Goal a: From the article below on slavery and chocolate, list the occasions on which, it says, many people in the United States give chocolate.

Extracted text:
────

Slavery and Chocolate: Some Not-So-Sweet Truths

Every Valentine’s Day, Easter, birthday, and Christmas, many of us in the United States like to give chocolate to friends and/or family. Most of us look forward to getting that sweet goodness during those times of year.

For better or for worse, I’m about to sour that sweetness because of some ugly truths about slavery and chocolate.

Namely, there is a good chance that the chocolate you eat was made by slaves. But not just any slaves. Child labor.

A variety of sources have widely reported on how the three major American chocolate manufacturers—Hershey, Nestlé, and Mars (the makers of M&Ms)—all produce chocolate made with child labor. It has been a persistent problem, and a problem that isn’t getting resolved quickly.

Fortune Magazine best describes this problem in an article they wrote about the issue:
“The major chocolate companies—from Mars to Nestlé to Hershey—are heavily reliant on these countries for their cocoa supply. Most of the cocoa is produced on small farms by farmers living in extreme poverty. That poverty often leads to child labor. In 2001, after persistent media reports about child labor abuses and trafficking stirred outrage, the chocolate industry pledged to end the practices in Ivory Coast and Ghana by 2005. But progress has been slow.”

To give context on just how slow the progress has been, the article said that the industry made the pledge to end child labor by 2005. Fortune wrote this in 2016. Yes, you heard it: twenty freaking sixteen, eleven years after these companies promised to get their acts straight.

These companies, among others, have repeatedly broken their promises to end these practices. This is unacceptable.

But what can we, as regular people, do to end these practices? Especially if we don’t have the power to singlehandedly end these practices of child labor?

We must start by voting with our wallets, by refusing to buy chocolate that is made with child labor. I know it is tempting to buy those Reese’s Peanut Butter Cups or a Nestlé Crunch when you’re about to check out at the grocery store or drug store, but we should do all that we can to resist this temptation. Even if just one of us refuses to buy chocolate made by slaves, that one person is taking is taking an important moral stand. But if millions of us take that stand, we can hurt the profits of these companies until such point that they hopefully turn their backs on child labor.

But that’s not the only thing we can do. If you are a restaurateur or a college that owns and operates your own dining services, you can refuse to use products in your food from chocolate companies that use child labor. If you are an educator, educate yourself and your students on the fact that slavery still exists and helps produce some of the food we eat. If you invest in stocks, refuse to invest in companies such as Hershey, Mars, and Nestlé—if people sell stocks (or refuse to buy stocks) from companies like these en masse, in protest of their child labor practices, that can effect much more change than what I can do on this small but growing blog. Regardless of what your profession is (if any), there’s a chance that you can do more than simply refuse to buy your favorite candy bar at the grocery store.

────

Given data:
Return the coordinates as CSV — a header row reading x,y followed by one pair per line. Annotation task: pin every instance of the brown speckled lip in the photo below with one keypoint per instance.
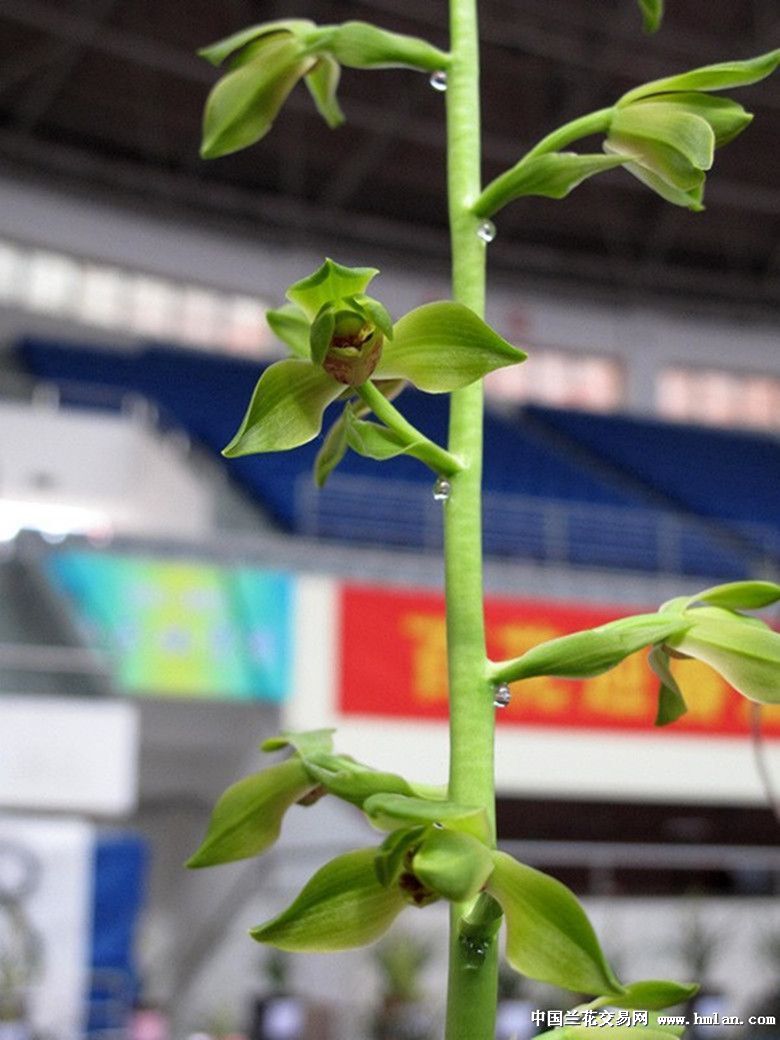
x,y
357,366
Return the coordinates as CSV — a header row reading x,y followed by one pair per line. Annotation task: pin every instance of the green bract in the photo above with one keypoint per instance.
x,y
267,60
341,338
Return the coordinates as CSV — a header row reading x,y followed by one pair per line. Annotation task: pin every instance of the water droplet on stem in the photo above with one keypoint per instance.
x,y
501,695
442,489
487,231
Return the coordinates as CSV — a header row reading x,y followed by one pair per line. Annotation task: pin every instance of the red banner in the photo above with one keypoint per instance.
x,y
393,664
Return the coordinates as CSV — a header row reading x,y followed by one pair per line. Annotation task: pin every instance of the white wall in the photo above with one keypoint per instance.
x,y
644,336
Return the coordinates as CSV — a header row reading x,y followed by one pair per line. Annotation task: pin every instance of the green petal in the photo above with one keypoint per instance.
x,y
552,175
216,53
717,77
443,346
654,994
455,865
322,82
725,117
291,326
243,104
670,126
331,282
548,935
333,450
671,702
286,409
392,811
248,817
360,45
321,332
593,651
353,781
391,859
741,595
745,653
652,13
343,906
690,199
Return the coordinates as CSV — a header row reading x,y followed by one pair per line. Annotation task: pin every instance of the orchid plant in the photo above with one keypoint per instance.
x,y
345,348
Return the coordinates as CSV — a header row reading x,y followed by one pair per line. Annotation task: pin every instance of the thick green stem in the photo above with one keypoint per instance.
x,y
471,997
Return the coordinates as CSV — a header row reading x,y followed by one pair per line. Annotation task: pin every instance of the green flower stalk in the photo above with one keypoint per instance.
x,y
346,348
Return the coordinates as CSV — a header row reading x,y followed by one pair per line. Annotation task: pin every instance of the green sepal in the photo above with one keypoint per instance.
x,y
330,283
391,859
286,408
652,14
216,53
322,82
321,332
455,865
309,742
671,702
333,450
359,45
672,127
353,781
291,326
341,907
726,118
552,175
248,817
443,346
645,152
242,105
739,595
716,77
392,811
581,655
374,441
375,312
654,994
744,650
548,935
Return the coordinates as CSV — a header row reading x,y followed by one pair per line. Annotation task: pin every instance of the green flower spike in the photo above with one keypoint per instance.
x,y
669,129
342,338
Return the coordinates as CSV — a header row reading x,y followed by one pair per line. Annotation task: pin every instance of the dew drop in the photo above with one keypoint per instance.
x,y
501,696
487,231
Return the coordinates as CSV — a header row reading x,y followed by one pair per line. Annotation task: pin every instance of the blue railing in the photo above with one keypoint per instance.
x,y
405,514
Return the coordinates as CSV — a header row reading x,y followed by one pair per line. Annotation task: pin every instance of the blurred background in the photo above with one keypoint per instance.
x,y
162,611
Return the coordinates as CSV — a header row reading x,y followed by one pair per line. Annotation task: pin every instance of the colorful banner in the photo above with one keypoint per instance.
x,y
182,627
393,664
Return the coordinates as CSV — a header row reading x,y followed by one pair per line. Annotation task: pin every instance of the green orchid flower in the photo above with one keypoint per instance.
x,y
709,626
267,60
341,340
668,130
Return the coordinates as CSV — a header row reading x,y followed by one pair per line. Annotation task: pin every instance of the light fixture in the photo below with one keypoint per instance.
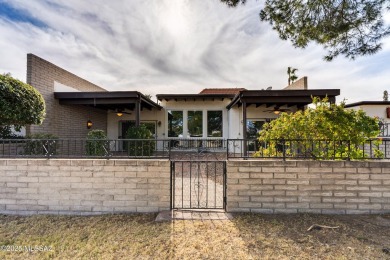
x,y
89,124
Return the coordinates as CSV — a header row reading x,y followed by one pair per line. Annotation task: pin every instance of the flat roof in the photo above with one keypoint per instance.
x,y
106,100
367,103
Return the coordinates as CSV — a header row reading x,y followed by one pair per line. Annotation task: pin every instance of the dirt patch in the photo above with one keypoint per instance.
x,y
247,236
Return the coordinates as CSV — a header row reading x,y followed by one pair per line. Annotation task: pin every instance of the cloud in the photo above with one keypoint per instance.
x,y
174,46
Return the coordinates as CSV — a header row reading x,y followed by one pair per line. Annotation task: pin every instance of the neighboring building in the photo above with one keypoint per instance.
x,y
233,113
380,109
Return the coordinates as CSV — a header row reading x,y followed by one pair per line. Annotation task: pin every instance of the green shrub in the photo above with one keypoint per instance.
x,y
97,143
139,147
328,131
41,144
20,103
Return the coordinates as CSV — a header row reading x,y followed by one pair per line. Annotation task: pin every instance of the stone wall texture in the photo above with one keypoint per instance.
x,y
327,187
96,186
65,121
56,186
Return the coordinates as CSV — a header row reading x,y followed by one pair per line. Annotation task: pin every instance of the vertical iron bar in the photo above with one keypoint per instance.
x,y
198,169
171,200
190,184
207,184
182,184
215,184
224,185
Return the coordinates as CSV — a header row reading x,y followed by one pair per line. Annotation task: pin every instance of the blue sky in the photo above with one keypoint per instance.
x,y
174,46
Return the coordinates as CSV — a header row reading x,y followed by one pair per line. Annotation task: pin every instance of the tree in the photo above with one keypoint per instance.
x,y
291,75
349,27
326,131
20,103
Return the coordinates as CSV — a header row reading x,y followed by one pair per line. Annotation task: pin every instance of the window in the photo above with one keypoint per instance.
x,y
195,123
125,125
253,126
214,123
175,123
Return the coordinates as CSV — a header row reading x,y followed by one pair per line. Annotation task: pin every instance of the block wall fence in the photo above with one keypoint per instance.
x,y
98,186
326,187
57,186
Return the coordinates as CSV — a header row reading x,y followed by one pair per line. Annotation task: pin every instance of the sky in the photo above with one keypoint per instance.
x,y
175,46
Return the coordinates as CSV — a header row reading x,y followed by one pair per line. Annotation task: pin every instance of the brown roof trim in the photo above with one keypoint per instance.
x,y
299,97
367,103
113,97
176,97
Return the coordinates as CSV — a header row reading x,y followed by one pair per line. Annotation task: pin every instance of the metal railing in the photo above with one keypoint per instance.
x,y
169,148
103,148
309,149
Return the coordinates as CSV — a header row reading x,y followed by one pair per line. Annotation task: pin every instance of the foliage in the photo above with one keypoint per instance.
x,y
20,103
324,132
351,27
291,75
142,147
97,143
6,133
41,144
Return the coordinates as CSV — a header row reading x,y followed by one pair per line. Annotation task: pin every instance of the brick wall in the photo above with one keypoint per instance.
x,y
65,121
328,187
30,186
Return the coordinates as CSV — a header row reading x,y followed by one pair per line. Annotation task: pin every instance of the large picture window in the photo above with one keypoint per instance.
x,y
175,123
195,123
253,127
214,123
125,125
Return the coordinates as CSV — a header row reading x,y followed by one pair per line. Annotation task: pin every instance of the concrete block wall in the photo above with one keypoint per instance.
x,y
63,186
299,84
65,121
327,187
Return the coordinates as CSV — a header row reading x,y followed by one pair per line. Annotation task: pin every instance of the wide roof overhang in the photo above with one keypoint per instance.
x,y
194,97
114,100
289,98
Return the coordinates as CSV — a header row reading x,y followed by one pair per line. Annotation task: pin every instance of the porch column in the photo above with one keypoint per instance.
x,y
137,112
244,127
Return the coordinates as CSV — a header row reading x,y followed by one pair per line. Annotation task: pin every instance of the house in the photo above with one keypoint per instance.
x,y
74,106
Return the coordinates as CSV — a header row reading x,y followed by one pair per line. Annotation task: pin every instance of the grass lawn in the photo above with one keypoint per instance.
x,y
247,236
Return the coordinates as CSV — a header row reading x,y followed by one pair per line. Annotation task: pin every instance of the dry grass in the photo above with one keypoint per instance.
x,y
247,236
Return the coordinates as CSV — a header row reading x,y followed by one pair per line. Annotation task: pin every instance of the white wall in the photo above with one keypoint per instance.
x,y
198,105
374,111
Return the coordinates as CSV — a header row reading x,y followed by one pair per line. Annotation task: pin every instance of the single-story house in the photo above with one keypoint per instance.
x,y
74,106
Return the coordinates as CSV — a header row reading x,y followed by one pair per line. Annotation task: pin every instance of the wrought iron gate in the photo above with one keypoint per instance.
x,y
198,184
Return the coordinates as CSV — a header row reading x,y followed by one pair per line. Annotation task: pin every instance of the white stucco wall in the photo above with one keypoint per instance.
x,y
198,105
232,119
374,111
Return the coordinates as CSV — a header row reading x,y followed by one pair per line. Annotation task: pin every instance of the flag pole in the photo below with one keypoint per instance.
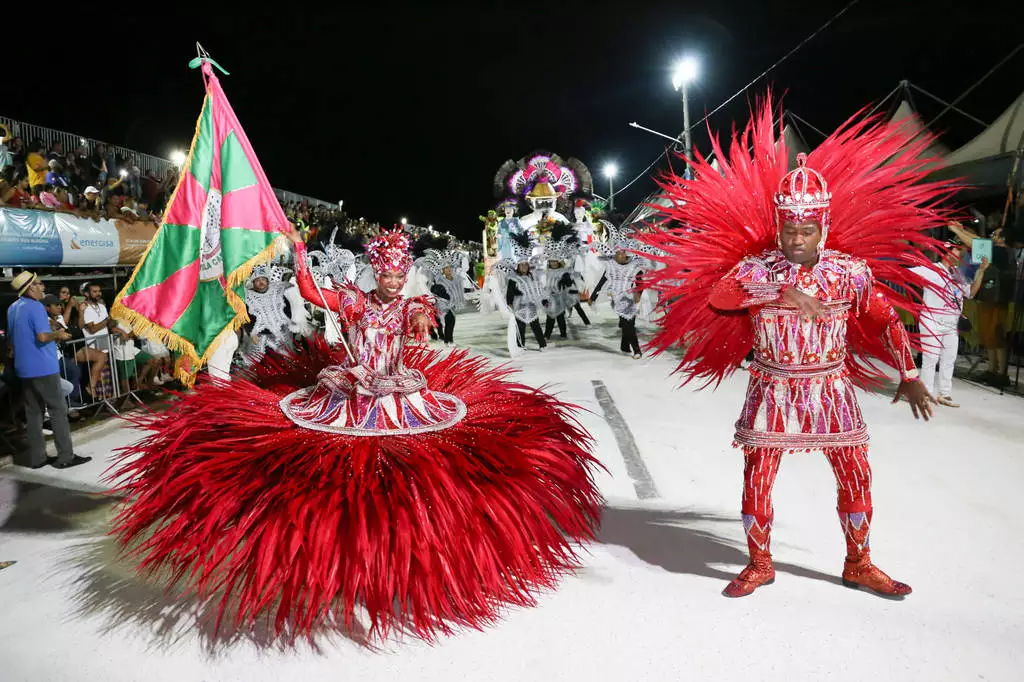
x,y
334,321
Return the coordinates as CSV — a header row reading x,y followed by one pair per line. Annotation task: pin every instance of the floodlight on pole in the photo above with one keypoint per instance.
x,y
684,73
610,170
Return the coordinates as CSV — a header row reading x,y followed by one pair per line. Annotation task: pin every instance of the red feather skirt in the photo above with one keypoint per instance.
x,y
228,499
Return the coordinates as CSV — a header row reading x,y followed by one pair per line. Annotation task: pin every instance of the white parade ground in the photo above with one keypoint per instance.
x,y
647,603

────

Goal b: In the listing above, how many lines contain the string "brown"? Case counts, and the reply should be the number alone.

Exercise result a: Valentine's Day, Easter, birthdays, and Christmas.

Exercise result b: 2